====== Document excerpt

The conceptual confusion about populism is reflected in the fact that those who identify populism with an unmediated, oratorical leadership style see Bryan not as the coopter but as the prototype (Hofstadter 1955). Emphasizing majoritarian and crusading traits that imply intolerance and express the irrationality of status anxiety, they trace American populism to the mobilization of an unorganized support base by paternalistic, demagogic Southern governors (e.g., Huey Long and George Wallace) and to McCarthyism, in which economic interests were even more distant, with the primary targeting of a foreign enemy and conspiracy against the nation. This alternative conception obviously involves very different sets of attributes.

‘Classical’ Latin American populism (of Cardenas in Mexico, Peron in Argentina, Betancourt in Venezuela, Haya de la Torre in Peru) emerged in the 1930s–40s as a strategy to win political support among the unionized proletariat in the context of the struggle by rising urban elites to attain or consolidate power. These movements consisted of urban, multiclass coalitions. It was a coalition between unequal partners, with the autonomy of workers limited to varying degrees, but generally workers had some bargaining power and political weight. The discourse was notably classist, and support mobilization occurred on the basis of real material and organizational concessions, not simply rhetorical appeal or charismatic leadership. Far from involving direct, unmediated leader–follower linkages, these were organizing periods when unions were strengthened, political parties were founded, and unions became affiliated to these parties. Union and party organizations played a central role in mobilizing support (Collier and Collier 1991).

============
====== Extracted records

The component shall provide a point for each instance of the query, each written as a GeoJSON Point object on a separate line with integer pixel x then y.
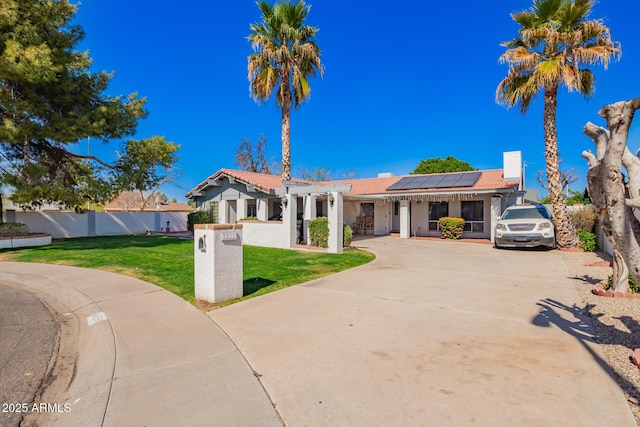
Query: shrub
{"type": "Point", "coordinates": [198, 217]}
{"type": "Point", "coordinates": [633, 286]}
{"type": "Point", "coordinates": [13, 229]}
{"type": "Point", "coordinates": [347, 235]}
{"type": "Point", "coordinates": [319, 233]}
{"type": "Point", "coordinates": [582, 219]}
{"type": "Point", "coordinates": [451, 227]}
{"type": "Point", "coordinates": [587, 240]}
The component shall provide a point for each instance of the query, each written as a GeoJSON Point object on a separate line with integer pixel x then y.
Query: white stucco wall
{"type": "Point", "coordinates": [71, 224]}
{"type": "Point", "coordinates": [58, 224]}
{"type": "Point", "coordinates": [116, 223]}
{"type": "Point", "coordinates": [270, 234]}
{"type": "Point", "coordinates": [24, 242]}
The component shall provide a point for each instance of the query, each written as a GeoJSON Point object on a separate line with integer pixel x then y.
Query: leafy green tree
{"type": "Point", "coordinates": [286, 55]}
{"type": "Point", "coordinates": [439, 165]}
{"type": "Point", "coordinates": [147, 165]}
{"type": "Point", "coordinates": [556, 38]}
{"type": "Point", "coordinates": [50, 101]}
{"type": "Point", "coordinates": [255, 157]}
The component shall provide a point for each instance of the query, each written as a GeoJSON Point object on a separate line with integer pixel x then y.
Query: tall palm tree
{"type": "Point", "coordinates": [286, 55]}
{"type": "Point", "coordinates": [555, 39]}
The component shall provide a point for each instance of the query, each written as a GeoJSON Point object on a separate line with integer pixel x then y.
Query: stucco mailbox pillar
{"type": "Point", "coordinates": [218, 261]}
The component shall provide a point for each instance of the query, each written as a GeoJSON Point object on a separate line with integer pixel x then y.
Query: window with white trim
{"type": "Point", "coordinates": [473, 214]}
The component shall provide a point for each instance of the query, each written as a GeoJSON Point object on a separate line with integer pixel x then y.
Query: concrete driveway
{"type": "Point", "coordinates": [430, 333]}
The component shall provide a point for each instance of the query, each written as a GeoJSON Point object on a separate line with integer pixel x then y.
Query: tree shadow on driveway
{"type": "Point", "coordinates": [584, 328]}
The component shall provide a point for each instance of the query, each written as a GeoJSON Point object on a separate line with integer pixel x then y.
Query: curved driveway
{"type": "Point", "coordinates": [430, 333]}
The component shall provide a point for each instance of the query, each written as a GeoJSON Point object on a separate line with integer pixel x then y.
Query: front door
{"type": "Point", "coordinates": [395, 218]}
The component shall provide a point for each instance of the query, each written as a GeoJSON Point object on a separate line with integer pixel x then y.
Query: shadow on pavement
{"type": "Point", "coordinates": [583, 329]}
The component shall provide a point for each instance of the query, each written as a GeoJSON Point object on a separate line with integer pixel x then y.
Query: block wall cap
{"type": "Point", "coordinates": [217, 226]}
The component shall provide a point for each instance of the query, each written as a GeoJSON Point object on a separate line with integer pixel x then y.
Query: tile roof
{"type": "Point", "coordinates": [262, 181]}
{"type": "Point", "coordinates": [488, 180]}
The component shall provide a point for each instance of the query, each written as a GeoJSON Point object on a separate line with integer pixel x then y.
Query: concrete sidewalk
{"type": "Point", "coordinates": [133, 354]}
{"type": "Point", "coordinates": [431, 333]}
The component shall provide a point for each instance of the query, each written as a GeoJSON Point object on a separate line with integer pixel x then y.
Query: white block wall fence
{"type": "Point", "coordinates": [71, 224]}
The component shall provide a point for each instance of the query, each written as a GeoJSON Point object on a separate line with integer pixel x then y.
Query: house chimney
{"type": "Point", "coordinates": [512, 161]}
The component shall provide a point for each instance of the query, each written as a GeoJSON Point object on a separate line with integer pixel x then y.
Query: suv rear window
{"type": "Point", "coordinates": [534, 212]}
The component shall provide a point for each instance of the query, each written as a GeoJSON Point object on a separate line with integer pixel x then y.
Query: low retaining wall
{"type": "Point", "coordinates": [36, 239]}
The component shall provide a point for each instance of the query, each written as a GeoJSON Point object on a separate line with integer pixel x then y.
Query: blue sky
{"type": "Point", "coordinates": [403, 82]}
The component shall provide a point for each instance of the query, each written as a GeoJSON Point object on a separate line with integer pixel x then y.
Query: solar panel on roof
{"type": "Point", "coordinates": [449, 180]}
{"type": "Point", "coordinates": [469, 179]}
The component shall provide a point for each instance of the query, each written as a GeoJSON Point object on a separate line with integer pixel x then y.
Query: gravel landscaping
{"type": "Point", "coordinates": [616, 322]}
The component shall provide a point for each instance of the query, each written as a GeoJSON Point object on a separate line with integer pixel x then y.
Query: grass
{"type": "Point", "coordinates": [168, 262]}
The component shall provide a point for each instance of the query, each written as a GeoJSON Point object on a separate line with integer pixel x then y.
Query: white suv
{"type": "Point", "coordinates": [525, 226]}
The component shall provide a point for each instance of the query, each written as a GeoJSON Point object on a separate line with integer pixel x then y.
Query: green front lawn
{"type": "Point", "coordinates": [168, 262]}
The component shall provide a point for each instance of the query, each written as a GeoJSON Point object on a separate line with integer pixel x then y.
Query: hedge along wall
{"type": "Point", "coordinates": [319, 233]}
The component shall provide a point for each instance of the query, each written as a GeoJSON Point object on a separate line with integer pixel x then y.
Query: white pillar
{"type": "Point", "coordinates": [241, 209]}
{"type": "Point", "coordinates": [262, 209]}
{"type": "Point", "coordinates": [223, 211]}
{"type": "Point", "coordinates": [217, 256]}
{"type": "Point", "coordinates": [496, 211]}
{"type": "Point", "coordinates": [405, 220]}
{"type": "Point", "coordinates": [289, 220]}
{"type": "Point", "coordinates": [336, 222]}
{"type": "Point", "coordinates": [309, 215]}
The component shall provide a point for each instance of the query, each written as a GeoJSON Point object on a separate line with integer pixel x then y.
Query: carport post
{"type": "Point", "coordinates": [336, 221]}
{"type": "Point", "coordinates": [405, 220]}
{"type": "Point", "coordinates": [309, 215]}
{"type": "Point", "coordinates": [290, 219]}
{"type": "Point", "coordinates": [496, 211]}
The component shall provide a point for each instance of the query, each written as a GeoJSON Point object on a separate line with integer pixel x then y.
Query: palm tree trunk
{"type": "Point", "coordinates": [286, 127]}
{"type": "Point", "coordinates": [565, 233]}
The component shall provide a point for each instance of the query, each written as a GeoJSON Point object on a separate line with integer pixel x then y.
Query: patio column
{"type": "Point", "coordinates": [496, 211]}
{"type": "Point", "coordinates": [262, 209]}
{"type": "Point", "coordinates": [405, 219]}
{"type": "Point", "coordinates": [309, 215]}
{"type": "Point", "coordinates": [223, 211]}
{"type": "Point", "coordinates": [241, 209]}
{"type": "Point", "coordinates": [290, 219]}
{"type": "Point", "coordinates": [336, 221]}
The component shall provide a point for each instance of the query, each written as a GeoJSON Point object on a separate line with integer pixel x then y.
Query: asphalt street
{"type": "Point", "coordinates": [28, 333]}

============

Required work:
Answer these questions using the passage on populism:
1. Whom do those who identify populism with an unmediated, oratorical leadership style regard as the prototype?
2. In which decades did "Classical" Latin American populism emerge?
3. In the Latin American movements described, which organizations played a central role in mobilizing support?

Complete answer:
1. Bryan.
2. The 1930s–40s.
3. Union and party organizations.